» WHAT NEEDS TO BE DONE
What is needed is an exact reproduction of the lines from the one that contains "For every instance of the black" through the end of the data, both included and nothing else, with pictures omitted.

+++ RECORDS FOR THIS EXERCISE

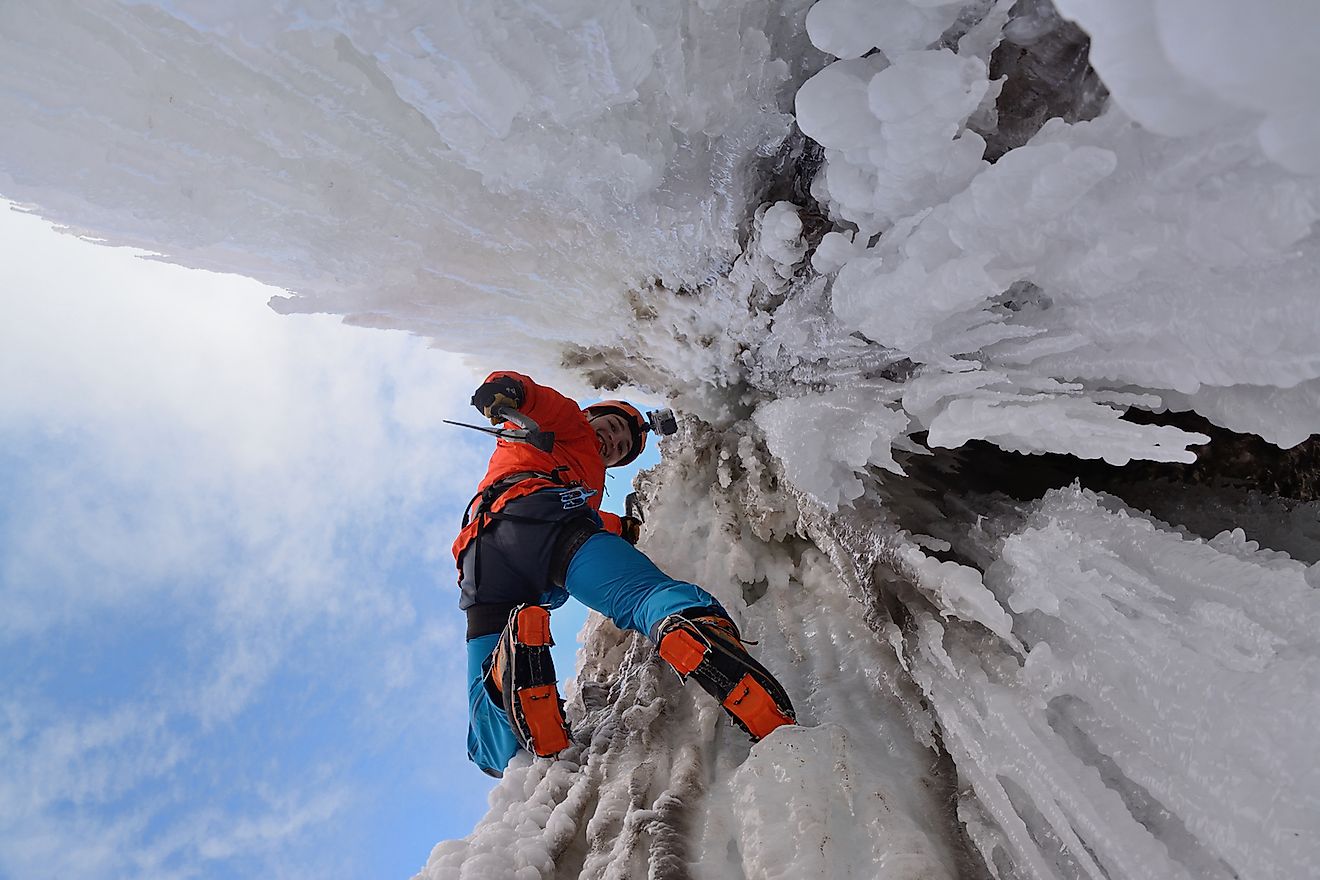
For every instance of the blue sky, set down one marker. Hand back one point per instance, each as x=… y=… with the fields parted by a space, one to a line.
x=230 y=635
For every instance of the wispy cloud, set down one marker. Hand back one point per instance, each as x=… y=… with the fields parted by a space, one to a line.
x=222 y=534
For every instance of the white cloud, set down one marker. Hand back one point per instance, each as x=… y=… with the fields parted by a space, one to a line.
x=238 y=520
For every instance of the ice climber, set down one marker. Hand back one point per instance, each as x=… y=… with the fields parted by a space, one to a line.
x=532 y=536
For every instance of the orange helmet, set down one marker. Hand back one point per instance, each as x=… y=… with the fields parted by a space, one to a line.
x=638 y=425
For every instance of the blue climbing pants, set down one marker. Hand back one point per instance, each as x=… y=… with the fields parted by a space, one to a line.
x=606 y=574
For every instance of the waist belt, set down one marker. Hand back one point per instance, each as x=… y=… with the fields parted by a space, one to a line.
x=485 y=500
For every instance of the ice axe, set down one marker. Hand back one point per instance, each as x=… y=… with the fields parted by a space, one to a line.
x=527 y=432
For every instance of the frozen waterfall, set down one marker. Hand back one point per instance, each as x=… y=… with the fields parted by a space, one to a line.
x=948 y=292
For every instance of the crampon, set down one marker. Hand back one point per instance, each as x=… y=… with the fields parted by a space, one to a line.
x=523 y=673
x=706 y=648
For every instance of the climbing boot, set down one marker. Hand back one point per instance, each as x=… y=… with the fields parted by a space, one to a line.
x=523 y=674
x=706 y=647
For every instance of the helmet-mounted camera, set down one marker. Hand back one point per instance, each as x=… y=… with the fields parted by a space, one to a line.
x=661 y=421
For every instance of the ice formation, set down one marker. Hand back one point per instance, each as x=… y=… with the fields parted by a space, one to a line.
x=974 y=246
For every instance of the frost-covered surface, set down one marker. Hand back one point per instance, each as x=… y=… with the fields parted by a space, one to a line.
x=980 y=238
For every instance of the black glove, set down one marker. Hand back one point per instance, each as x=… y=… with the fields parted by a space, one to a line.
x=630 y=529
x=502 y=391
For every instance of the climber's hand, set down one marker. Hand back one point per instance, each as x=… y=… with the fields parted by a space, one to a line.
x=630 y=529
x=502 y=391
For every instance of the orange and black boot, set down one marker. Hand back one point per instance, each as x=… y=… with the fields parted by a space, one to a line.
x=523 y=673
x=705 y=647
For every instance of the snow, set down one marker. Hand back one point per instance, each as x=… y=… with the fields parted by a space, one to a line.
x=1061 y=686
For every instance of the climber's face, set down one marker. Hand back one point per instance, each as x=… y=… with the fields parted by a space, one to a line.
x=614 y=437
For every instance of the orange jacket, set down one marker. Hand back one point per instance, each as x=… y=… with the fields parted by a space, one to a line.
x=576 y=449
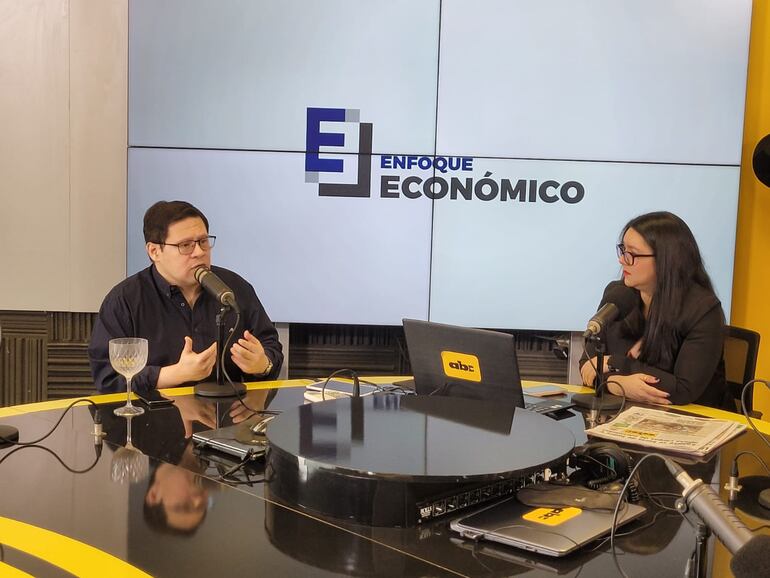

++++++

» WRITTEN REPLY
For every instance of the black glove, set down one marker. Hand back one point per instance, each as x=… y=… with the fields parted by a space, one to a line.
x=630 y=529
x=502 y=391
For every instance of the climber's hand, set down one marker. Hand back one point per instance, each as x=… y=… with the fields parted by a space, one to a line.
x=630 y=529
x=502 y=391
For every instance of the orange and black boot, set down one marker. Hand back one point per instance, each as x=… y=… with the fields parted by a space, one to a line.
x=523 y=673
x=705 y=647
For every instance of the snow, set down one marker. Hand back one point per instance, each as x=… y=… with the fields parted by a space, one to a line.
x=1061 y=686
For every instance of the climber's face, set down one marker. Hand back one point per instance, each as x=… y=… with the fields parted by a space, one to a line.
x=614 y=437
For every instance of the orange jacket, set down one marker. Hand back one point per instance, each as x=… y=… with the fields parted by a space, one to a line.
x=576 y=449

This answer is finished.